Provided records
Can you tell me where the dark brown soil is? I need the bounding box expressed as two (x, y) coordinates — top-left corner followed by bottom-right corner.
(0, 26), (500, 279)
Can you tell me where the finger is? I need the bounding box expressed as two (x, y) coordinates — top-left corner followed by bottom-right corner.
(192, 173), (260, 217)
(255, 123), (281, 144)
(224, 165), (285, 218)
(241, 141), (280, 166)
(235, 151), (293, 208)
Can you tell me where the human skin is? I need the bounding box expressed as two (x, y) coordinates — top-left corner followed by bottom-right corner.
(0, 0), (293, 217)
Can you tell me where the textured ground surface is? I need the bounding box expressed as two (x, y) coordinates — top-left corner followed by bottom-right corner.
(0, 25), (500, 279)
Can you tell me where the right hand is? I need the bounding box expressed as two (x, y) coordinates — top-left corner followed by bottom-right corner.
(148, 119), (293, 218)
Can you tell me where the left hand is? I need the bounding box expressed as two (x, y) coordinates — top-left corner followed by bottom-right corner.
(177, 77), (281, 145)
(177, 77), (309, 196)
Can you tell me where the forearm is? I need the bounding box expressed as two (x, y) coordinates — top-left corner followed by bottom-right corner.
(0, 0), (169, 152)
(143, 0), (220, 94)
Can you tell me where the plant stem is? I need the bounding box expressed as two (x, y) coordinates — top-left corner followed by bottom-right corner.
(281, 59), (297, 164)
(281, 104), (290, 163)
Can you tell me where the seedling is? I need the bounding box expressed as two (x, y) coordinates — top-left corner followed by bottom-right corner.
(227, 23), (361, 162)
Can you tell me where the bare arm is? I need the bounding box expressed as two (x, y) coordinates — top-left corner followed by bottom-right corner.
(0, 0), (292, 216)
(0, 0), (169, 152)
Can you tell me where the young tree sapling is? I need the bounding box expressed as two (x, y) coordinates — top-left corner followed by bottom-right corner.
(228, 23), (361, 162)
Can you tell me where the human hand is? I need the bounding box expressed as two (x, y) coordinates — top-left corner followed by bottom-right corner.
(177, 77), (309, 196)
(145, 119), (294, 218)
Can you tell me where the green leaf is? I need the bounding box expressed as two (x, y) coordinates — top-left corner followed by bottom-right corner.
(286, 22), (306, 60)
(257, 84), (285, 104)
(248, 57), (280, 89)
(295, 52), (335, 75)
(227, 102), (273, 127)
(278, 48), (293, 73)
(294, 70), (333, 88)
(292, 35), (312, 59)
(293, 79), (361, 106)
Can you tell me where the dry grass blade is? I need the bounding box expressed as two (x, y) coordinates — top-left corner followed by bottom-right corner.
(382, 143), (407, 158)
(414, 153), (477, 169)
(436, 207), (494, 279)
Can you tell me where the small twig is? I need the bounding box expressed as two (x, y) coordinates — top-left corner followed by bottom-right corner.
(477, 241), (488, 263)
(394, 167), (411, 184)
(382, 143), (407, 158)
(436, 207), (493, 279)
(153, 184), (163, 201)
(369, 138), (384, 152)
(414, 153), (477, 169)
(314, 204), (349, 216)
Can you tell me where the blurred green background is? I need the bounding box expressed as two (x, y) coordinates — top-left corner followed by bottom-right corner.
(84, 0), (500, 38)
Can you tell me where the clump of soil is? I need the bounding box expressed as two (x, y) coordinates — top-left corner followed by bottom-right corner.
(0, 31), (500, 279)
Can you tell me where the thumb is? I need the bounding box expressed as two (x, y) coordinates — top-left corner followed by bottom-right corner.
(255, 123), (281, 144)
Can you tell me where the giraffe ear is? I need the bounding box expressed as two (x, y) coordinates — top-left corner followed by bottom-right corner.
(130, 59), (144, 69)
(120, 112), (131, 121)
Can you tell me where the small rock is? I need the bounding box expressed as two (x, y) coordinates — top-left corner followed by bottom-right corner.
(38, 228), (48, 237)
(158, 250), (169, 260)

Work required
Tell how many lines in the items above contain the word "green". Give only the number.

Result below
2